*Task requirements*
Because only the text is wanted, repeat the records below exactly and omit the pictures.

*Given data*
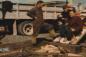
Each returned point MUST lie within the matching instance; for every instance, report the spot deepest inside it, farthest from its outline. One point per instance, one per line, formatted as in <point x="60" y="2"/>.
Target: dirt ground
<point x="21" y="46"/>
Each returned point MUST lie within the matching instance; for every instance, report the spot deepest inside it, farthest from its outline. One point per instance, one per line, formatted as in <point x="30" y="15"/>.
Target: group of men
<point x="70" y="24"/>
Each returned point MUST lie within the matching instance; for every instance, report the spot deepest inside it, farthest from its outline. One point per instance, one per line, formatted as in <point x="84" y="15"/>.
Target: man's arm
<point x="31" y="13"/>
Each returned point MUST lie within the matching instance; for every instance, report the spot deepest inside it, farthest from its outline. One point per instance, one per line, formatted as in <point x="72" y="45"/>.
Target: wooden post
<point x="15" y="25"/>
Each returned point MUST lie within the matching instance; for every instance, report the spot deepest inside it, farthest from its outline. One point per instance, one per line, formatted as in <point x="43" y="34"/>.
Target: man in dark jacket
<point x="37" y="14"/>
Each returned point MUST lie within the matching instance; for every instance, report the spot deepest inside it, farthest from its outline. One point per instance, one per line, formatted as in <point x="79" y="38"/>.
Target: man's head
<point x="71" y="13"/>
<point x="40" y="4"/>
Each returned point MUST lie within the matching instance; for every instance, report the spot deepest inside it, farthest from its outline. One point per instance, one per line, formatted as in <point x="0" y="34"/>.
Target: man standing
<point x="37" y="14"/>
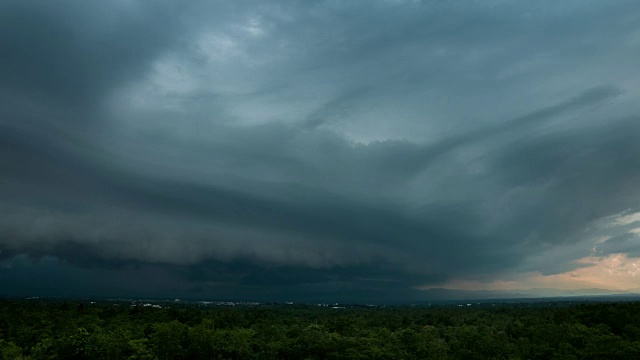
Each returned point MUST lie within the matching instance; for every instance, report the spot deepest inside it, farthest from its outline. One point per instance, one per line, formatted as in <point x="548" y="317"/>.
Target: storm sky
<point x="318" y="149"/>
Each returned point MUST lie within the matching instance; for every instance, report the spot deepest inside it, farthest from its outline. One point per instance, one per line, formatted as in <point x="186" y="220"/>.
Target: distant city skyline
<point x="318" y="150"/>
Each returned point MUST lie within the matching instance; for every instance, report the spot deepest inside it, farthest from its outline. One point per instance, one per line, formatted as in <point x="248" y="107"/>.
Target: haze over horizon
<point x="326" y="149"/>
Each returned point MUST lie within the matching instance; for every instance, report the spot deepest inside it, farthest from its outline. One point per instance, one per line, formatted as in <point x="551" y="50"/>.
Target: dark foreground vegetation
<point x="38" y="329"/>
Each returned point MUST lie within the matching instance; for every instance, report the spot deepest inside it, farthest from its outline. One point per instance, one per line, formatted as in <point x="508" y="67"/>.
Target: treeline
<point x="31" y="329"/>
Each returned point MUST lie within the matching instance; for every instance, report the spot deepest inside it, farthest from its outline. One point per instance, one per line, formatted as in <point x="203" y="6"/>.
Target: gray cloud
<point x="273" y="148"/>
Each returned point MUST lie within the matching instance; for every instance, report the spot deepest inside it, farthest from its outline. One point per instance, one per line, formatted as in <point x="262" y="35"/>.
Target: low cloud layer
<point x="347" y="149"/>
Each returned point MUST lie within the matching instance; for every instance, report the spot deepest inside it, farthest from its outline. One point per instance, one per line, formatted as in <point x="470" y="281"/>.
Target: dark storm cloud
<point x="337" y="148"/>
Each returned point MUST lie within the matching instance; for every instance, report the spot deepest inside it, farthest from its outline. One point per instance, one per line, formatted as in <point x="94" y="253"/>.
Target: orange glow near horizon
<point x="613" y="272"/>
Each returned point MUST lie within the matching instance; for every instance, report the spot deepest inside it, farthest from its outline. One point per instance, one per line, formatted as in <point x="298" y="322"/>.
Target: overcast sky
<point x="309" y="149"/>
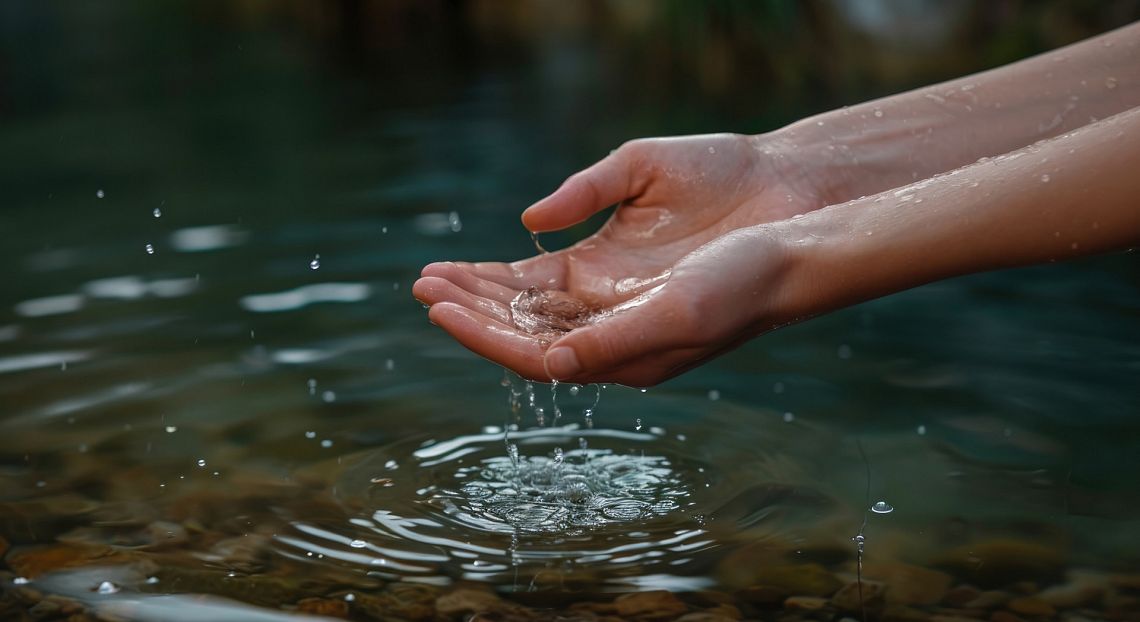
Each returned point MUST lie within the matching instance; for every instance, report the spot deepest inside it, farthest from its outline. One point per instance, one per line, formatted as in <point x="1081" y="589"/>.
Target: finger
<point x="463" y="277"/>
<point x="646" y="325"/>
<point x="433" y="291"/>
<point x="491" y="340"/>
<point x="546" y="271"/>
<point x="611" y="180"/>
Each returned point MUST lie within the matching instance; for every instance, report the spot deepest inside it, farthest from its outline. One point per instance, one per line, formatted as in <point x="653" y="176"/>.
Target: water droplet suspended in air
<point x="882" y="507"/>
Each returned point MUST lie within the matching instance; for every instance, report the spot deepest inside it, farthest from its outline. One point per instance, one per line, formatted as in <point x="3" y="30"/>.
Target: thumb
<point x="586" y="193"/>
<point x="645" y="325"/>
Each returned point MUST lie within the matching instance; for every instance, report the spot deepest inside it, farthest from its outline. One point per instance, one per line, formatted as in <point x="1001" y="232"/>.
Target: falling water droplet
<point x="882" y="507"/>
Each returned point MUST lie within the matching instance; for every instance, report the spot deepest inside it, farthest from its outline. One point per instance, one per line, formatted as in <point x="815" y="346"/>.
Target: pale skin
<point x="719" y="238"/>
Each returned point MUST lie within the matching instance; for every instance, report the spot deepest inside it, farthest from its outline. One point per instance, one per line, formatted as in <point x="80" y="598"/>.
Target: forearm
<point x="890" y="141"/>
<point x="1076" y="194"/>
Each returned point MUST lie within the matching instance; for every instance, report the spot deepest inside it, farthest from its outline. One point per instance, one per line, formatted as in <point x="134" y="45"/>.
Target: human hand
<point x="672" y="278"/>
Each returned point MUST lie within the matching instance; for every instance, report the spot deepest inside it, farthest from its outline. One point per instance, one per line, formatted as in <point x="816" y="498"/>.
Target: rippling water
<point x="210" y="361"/>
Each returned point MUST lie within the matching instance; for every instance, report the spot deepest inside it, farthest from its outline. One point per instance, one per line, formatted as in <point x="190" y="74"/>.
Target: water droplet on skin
<point x="881" y="507"/>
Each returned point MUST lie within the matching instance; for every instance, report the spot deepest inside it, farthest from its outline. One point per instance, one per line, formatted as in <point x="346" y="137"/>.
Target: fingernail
<point x="561" y="362"/>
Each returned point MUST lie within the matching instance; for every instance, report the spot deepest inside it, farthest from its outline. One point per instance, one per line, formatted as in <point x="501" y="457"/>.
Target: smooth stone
<point x="998" y="563"/>
<point x="1031" y="606"/>
<point x="1072" y="596"/>
<point x="324" y="606"/>
<point x="990" y="599"/>
<point x="873" y="597"/>
<point x="960" y="595"/>
<point x="706" y="616"/>
<point x="763" y="596"/>
<point x="657" y="604"/>
<point x="805" y="603"/>
<point x="1004" y="616"/>
<point x="799" y="579"/>
<point x="910" y="584"/>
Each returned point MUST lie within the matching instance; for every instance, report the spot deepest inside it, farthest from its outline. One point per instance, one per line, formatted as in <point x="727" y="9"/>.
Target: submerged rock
<point x="650" y="605"/>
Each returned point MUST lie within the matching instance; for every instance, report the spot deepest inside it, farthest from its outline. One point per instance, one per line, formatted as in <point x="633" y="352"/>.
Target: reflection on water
<point x="357" y="461"/>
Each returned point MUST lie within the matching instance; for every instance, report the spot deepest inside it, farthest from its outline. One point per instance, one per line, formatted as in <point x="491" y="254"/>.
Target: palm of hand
<point x="676" y="195"/>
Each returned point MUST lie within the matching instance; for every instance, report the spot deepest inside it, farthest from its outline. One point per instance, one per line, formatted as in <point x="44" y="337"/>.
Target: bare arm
<point x="890" y="141"/>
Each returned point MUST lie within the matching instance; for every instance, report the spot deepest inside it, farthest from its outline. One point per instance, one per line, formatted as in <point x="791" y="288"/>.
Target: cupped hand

*Response area*
Each returned point MUST lie within the matching instance; for every instance, report the spot deepest inside it, farthest from its outline. One point per instance, one per line, formatted as in <point x="60" y="2"/>.
Target: dirt ground
<point x="21" y="46"/>
Each returned point MUST lie within the matching instance; for every instance, report the spot deepest inside it, farthest from its outline. One point per instance, one per line, formatted as in <point x="30" y="15"/>.
Target: group of men
<point x="70" y="24"/>
Each returned point MUST lie within the matching instance; for every instance, report the spot deepest inside it, farthest from its outline. One point per instance, one per line, formatted as in <point x="84" y="15"/>.
Target: man's arm
<point x="31" y="13"/>
Each returned point MUST lie within the matching instance; for every instance, report the spot deepest inside it, farthest from its outline. One point per instance, one per line, formatted as in <point x="72" y="45"/>.
Target: wooden post
<point x="15" y="25"/>
Each returned point MUST lie within the matching instance; for every instance, report the spot deepest inside it, farthest from its outline. One point per instance, one per line, formatted as in <point x="43" y="34"/>.
Target: man in dark jacket
<point x="37" y="14"/>
Each returned point MUST lie within the matching instance; for every instance, report the spot deepest inside it, farthest from its outline. One point per instance, one per line, formatted as in <point x="79" y="38"/>.
Target: man's head
<point x="71" y="13"/>
<point x="40" y="4"/>
Each returned point MUST lie within the matching instance; for every instance, report the spot deepest inside it, farthest from its outline. One point per instance, one per line, formatted as in <point x="0" y="34"/>.
Target: man standing
<point x="37" y="14"/>
Each returned point MUST lie within the matching instance; for every instance, report the spot deepest inside it, farthest from its outline. One point per instance, one per line, formatted as in <point x="548" y="317"/>.
Target: storm sky
<point x="318" y="149"/>
Each returned point MUST lie within the matching instance; for every instance, report the spot deepest inside it, farthest from its outline. One point per instance, one per line, formatted as in <point x="186" y="220"/>.
Target: distant city skyline
<point x="318" y="150"/>
Each returned point MUST lie within the matching instance; for every instance, report the spot deepest inside it, farthest from its outline. One point per instance, one per line, formatted as in <point x="248" y="107"/>.
Target: haze over horizon
<point x="326" y="149"/>
Each returned point MUST lie within the matching instance; for every instance, report the spot deepest inside it, farthest from its outline. One point per instance, one per line, formatted as in <point x="551" y="50"/>.
Target: dark foreground vegetation
<point x="38" y="329"/>
Each returned point MUST lie within the matching instance; for every instance, report the spot deepest inside it, farthest from its outline. One point per instance, one per line, formatted as in <point x="508" y="67"/>.
Target: treeline
<point x="31" y="329"/>
Each returned point MUST lie within the matching instance; for every instance, report the spot deepest inside it, farthest from its outline. One point per instance, one per line, formatted as in <point x="203" y="6"/>.
Target: gray cloud
<point x="273" y="148"/>
Each returned point MUST lie within the matching instance; for every instance, report the spot deepest inside it, farthest from its outline. One point per instance, one per line, formatted as in <point x="262" y="35"/>.
Target: low cloud layer
<point x="347" y="149"/>
Each returned point MUST lie within the matching instance; for every instance, report the spot deepest inside it, farthest from its outline. One point per instance, one per line, formatted as in <point x="470" y="281"/>.
Target: dark storm cloud
<point x="337" y="148"/>
Each returned point MUST lie within the matching instance; for every instance, report the spot deepest inside it, farthest from its outline. One point per instance, one per line, formatted as in <point x="94" y="253"/>.
Target: orange glow near horizon
<point x="613" y="272"/>
Each returned point MUST lie within the matching instance; for every instance, report the spot deepest inside it, farthest from its outline. One point per instance, one per line, formatted as in <point x="298" y="322"/>.
Target: overcast sky
<point x="309" y="149"/>
Each returned point MUST lie within the matching instance; for every instance, report the spot deepest inside it, farthest from its outline. One point per instance, one per line, formatted as in <point x="1081" y="589"/>.
Target: finger
<point x="463" y="277"/>
<point x="646" y="325"/>
<point x="433" y="291"/>
<point x="491" y="340"/>
<point x="546" y="271"/>
<point x="611" y="180"/>
Each returned point MUST lie within the matching instance; for every instance, report the spot deepest inside it, farthest from its outline. One point per instance, one per line, formatted as in <point x="653" y="176"/>.
Target: water droplet suspended in air
<point x="882" y="507"/>
Each returned point MUST lie within the matching instance; for every instance, report the spot deepest inside it, farthest from its outline. One point per instance, one per line, formatted as in <point x="3" y="30"/>.
Target: thumb
<point x="586" y="193"/>
<point x="645" y="325"/>
Each returned point MUST lie within the matching instance; for every instance, report the spot deepest inside it, farthest from its outline. One point per instance, one per line, formatted as in <point x="1001" y="232"/>.
Target: falling water droplet
<point x="882" y="507"/>
Each returned point MUST lie within the matching instance; for every instance, report the spot deepest inside it, farthest from its outline. One point per instance, one per line, formatted as in <point x="815" y="346"/>.
Target: pale skin
<point x="719" y="238"/>
Each returned point MUST lie within the matching instance; for every instance, report the spot deepest inside it, farthest from its outline. One point per instance, one per line, formatted as in <point x="80" y="598"/>.
Target: forearm
<point x="890" y="141"/>
<point x="1076" y="194"/>
Each returned point MUST lie within the matching instance; for every instance, report the spot deepest inside it, farthest from its outline. One point per instance, one per line, formatted as in <point x="134" y="45"/>.
Target: human hand
<point x="672" y="278"/>
Each returned point MUST lie within the matching instance; for every instance, report the spot deepest inside it, farthest from its outline. One point per instance, one per line, formatted as in <point x="816" y="498"/>.
Target: rippling water
<point x="210" y="361"/>
Each returned point MUST lie within the matching instance; for every instance, report the spot deepest inside it, farthest from its outline. One point per instance, one per line, formatted as in <point x="190" y="74"/>.
Target: water droplet on skin
<point x="881" y="507"/>
Each returned point MUST lie within the matching instance; for every instance, report the spot deepest inside it, farthest from its outline. One point per instance, one per line, formatted as in <point x="346" y="137"/>.
Target: fingernail
<point x="561" y="362"/>
Each returned point MUST lie within the matching instance; for every instance, report the spot deepest inside it, farthest from its outline. One point per instance, one per line, formatted as in <point x="501" y="457"/>.
Target: smooth stone
<point x="998" y="563"/>
<point x="1031" y="606"/>
<point x="1072" y="596"/>
<point x="324" y="606"/>
<point x="990" y="599"/>
<point x="873" y="597"/>
<point x="960" y="595"/>
<point x="706" y="616"/>
<point x="763" y="596"/>
<point x="657" y="604"/>
<point x="805" y="603"/>
<point x="1004" y="616"/>
<point x="799" y="579"/>
<point x="910" y="584"/>
Each returned point MUST lie within the matching instance; for every instance, report the spot deepest inside it, farthest from its outline. One point per instance, one per line, formatted as in <point x="727" y="9"/>.
Target: submerged rock
<point x="650" y="605"/>
Each returned point MUST lie within the matching instance; for every instance, report the spot deepest inside it, farthest from its outline. One point per instance, one per line, formatted as in <point x="633" y="352"/>.
Target: reflection on water
<point x="357" y="461"/>
Each returned point MUST lie within the matching instance; for every instance, report the spot deepest inside it, farthest from its outline. One point per instance, one per line, formatted as in <point x="491" y="254"/>.
Target: palm of hand
<point x="676" y="195"/>
Each returned point MUST lie within the matching instance; for every instance, report the spot deepest inside it, farthest from its outline. One point per instance, one per line, formatted as in <point x="44" y="337"/>.
Target: bare arm
<point x="890" y="141"/>
Each returned point MUST lie within the matching instance; for every instance, report the spot deepest inside it, farthest from its outline. One point per instance, one per line, formatted as in <point x="791" y="288"/>.
Target: cupped hand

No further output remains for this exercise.